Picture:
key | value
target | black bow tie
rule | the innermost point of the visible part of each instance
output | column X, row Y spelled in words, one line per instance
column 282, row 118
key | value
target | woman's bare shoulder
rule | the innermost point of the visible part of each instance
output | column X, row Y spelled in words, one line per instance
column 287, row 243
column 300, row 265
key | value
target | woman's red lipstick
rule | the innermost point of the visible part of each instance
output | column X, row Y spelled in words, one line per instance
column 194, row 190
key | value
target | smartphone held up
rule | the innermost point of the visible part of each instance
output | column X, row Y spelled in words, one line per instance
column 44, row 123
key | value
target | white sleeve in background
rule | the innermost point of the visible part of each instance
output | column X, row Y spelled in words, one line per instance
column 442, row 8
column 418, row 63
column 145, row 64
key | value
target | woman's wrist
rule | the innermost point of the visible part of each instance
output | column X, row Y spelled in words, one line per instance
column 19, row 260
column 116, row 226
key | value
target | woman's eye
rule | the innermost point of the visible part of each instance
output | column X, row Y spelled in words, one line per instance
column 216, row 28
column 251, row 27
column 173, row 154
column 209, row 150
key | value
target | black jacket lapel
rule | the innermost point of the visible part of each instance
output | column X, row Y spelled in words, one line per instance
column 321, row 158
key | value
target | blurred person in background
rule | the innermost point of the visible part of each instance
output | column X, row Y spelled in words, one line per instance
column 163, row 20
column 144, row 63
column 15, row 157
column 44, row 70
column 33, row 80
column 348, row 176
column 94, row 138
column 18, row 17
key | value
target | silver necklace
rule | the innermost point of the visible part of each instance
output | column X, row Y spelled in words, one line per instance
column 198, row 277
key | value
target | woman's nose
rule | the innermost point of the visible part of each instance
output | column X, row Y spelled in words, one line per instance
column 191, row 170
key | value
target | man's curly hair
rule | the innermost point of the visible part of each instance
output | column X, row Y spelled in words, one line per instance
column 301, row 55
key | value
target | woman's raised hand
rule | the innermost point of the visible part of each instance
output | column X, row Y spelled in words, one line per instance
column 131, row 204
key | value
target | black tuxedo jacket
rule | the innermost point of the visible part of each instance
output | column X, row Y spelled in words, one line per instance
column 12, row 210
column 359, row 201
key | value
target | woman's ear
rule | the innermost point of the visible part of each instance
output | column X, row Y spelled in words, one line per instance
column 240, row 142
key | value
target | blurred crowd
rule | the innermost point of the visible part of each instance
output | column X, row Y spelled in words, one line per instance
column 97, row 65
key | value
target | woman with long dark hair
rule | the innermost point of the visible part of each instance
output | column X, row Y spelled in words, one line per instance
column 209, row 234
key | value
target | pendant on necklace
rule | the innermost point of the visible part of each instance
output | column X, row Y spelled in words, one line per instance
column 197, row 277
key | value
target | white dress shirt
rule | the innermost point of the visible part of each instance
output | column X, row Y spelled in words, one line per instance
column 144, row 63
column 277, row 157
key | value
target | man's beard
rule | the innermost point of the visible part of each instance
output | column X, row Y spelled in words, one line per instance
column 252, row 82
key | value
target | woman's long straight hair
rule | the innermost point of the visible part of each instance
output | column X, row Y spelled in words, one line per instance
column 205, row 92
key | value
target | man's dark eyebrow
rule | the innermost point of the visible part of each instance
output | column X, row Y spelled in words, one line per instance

--- --- ---

## Set exercise:
Retype all the records, matching them exactly.

## Solution below:
Picture:
key | value
target | black bow tie
rule | the innermost point of the visible part of each instance
output | column X, row Y spelled in words, one line per instance
column 282, row 118
key | value
target | woman's bare shoulder
rule | the innermost point of the visible part of each instance
output | column X, row Y spelled in words, one line per instance
column 287, row 243
column 300, row 265
key | value
target | woman's red lipstick
rule | the innermost point of the visible part of each instance
output | column X, row Y spelled in words, one line per instance
column 194, row 190
key | value
target | smartphone held up
rule | the innermost point of the visible part of each instance
output | column X, row Y spelled in words, one line per instance
column 44, row 123
key | value
target | white sleeve in background
rule | the innermost point of the visible part of each instance
output | column X, row Y spelled in words, one line per instance
column 442, row 8
column 418, row 63
column 145, row 64
key | value
target | woman's wrist
rule | the innermost point of the visible part of each instance
output | column X, row Y spelled in words, one line per instance
column 19, row 260
column 116, row 226
key | value
target | woman's eye
rule | the innermost point of the visible part of each instance
output | column X, row Y spelled in words, one line per instance
column 216, row 28
column 251, row 27
column 173, row 154
column 209, row 150
key | value
target | black jacket lapel
rule | the innermost point of the visible part of each instance
output | column X, row Y spelled in words, one line per instance
column 321, row 158
key | value
target | blurred person in background
rule | the innermost point of the visible part of each instance
output | column X, row Y spelled in words, one line per instance
column 163, row 20
column 144, row 63
column 15, row 157
column 44, row 70
column 33, row 80
column 348, row 176
column 94, row 138
column 18, row 17
key | value
target | silver necklace
rule | the innermost point of the visible part of each instance
output | column X, row Y spelled in words, one line per instance
column 198, row 277
key | value
target | woman's nose
rule | the innermost point of the visible part of each instance
output | column X, row Y spelled in words, one line per instance
column 191, row 170
key | value
target | man's curly hair
rule | the innermost point of the visible part of each instance
output | column X, row Y spelled in words, one line per instance
column 301, row 55
key | value
target | woman's raised hand
rule | the innermost point of the visible part of each instance
output | column X, row Y spelled in words, one line per instance
column 131, row 204
key | value
target | black tuxedo jacket
rule | the innermost point of the visible part of each instance
output | column X, row Y spelled in words, one line per instance
column 12, row 210
column 359, row 201
key | value
target | woman's ear
rule | the innermost point of the visible part of each instance
output | column X, row Y spelled in words, one line per instance
column 240, row 142
key | value
target | blurred crowd
rule | the innermost point of the visible part of each instance
output | column X, row Y spelled in words, one line per instance
column 97, row 65
key | value
target | woman with long dark hair
rule | the innermost point of the visible part of each instance
output | column X, row Y spelled in words, one line per instance
column 209, row 234
key | value
target | pendant on necklace
rule | the innermost point of the visible part of each instance
output | column X, row Y spelled in words, one line per instance
column 197, row 277
key | value
target | white dress shirt
rule | the innermost point of the visible part of each instance
output | column X, row Y spelled in words, one line per instance
column 144, row 63
column 277, row 157
key | value
target | man's beard
rule | the innermost point of the visible part of each instance
output | column X, row Y spelled in words, one line per instance
column 252, row 82
key | value
target | woman's long straight hair
rule | the innermost point of the visible part of each instance
output | column X, row Y spelled in words, one line per instance
column 205, row 92
key | value
target | man's dark eyebrow
rule | the innermost point of the visible part of each instance
output | column X, row Y spelled in words, one line per instance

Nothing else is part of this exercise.